— Start of Material —

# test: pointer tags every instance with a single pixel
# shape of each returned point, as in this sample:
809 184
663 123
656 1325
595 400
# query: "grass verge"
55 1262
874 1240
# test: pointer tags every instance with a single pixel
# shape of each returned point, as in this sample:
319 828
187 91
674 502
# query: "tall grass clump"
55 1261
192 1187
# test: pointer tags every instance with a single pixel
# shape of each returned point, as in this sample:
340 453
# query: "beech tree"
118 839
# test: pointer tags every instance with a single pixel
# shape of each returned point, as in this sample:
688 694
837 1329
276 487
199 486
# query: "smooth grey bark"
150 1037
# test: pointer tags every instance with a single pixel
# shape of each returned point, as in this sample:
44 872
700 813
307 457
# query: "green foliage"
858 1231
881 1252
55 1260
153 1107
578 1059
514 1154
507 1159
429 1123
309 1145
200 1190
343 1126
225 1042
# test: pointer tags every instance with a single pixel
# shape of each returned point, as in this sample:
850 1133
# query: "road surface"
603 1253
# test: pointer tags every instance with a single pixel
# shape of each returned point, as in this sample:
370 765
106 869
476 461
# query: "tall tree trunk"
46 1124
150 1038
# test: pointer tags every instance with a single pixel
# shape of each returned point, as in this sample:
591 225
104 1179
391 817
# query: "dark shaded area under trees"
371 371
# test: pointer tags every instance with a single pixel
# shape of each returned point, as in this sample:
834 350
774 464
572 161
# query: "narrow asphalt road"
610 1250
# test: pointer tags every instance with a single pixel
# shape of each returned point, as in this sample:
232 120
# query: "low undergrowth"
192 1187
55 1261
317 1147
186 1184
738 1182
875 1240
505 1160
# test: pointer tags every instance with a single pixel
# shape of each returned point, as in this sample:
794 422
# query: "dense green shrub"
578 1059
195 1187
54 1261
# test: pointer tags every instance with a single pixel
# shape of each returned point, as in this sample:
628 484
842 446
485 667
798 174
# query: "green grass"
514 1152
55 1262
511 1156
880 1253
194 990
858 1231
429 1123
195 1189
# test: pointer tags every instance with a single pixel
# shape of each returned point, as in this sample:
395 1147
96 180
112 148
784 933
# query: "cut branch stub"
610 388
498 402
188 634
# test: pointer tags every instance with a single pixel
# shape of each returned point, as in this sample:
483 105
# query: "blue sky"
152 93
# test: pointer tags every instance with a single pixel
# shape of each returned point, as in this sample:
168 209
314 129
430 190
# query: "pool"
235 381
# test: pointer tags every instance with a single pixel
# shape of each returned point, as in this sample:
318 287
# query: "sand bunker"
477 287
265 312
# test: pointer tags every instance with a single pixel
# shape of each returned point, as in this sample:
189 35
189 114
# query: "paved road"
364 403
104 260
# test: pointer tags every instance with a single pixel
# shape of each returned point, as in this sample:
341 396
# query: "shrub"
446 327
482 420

— End of Material —

__Written exercise__
Write out the complete set of records exactly as given.

__Output of the task__
# test: pointer tags every instance with a single pixel
# shape of each returned point, as in this sample:
809 184
663 123
656 1325
595 400
# query: "grass verge"
55 1262
874 1240
# test: pointer tags every instance with a single pixel
# shape of each returned point, as in this sample:
319 828
187 91
674 502
# query: "tall grass clump"
55 1261
192 1187
# test: pointer tags every instance with a single pixel
# shape of each returned point, as in this sample:
340 453
# query: "beech tree"
118 839
# test: pointer tags every instance with a single pixel
# shape of each returned point, as in this sample:
688 694
837 1329
276 487
199 486
# query: "smooth grey bark"
150 1037
# test: pointer tags every instance with a single pixel
# shape of each returned point, as in this sample:
44 872
700 813
307 457
# query: "green foliage"
858 1231
881 1252
55 1260
153 1107
578 1059
514 1154
507 1159
429 1123
309 1145
200 1190
343 1126
225 1042
# test: pointer tags every instance with a single pixel
# shape of each returned point, as in this sample:
850 1133
# query: "road surface"
603 1253
# test: pointer tags every instance with a single pixel
# shape of each returned point, as in this sample:
370 765
106 869
476 461
# query: "tall tree trunk"
46 1124
150 1038
# test: pointer tags every instance with a single pixel
# shape of each returned point, as in this sample:
591 225
104 1179
391 817
# query: "dark shaded area under trees"
371 371
# test: pointer tags every instance with a single pixel
# shape of each returned point, as in this sample:
834 350
774 464
572 161
# query: "narrow asphalt road"
610 1250
# test: pointer tags every instance with a single pixel
# shape of each returned point, as in this sample:
232 120
# query: "low undergrowth"
192 1187
55 1261
317 1147
186 1184
738 1182
875 1240
505 1160
# test: pointer tags every instance with a single pixel
# shape of each returned point, as in this sample:
794 422
# query: "dense green shrub"
578 1059
195 1187
54 1261
# test: pointer tags every instance with a single pixel
# shape of each returned point, as in this sample:
628 484
842 446
485 667
798 174
# query: "green grass"
514 1152
55 1262
511 1156
880 1253
194 990
858 1231
429 1123
195 1189
# test: pointer tags every instance with a single pixel
# shape of each returned point, as in this sample:
395 1147
96 180
112 148
784 933
# query: "cut branch stub"
610 388
498 402
188 634
# test: pointer tags every instance with a single pixel
# shape of each returned point, as in this sample:
483 105
# query: "blue sky"
152 93
# test: pointer tags every instance with a single pixel
# shape of each returned point, as in this sample:
168 209
314 129
430 190
# query: "pool"
235 381
# test: pointer tags every instance with a single pixel
# shape of each returned point, as in this sample:
318 287
# query: "sand bunker"
477 287
265 312
# test: pointer tags every instance with a single pixel
# shape of each returned point, as in this sample:
189 35
189 114
# query: "paved road"
364 403
104 260
# test: pointer tags every instance with a single pixel
# shape of each returned point, as in this sample:
341 396
# query: "shrub"
446 327
482 420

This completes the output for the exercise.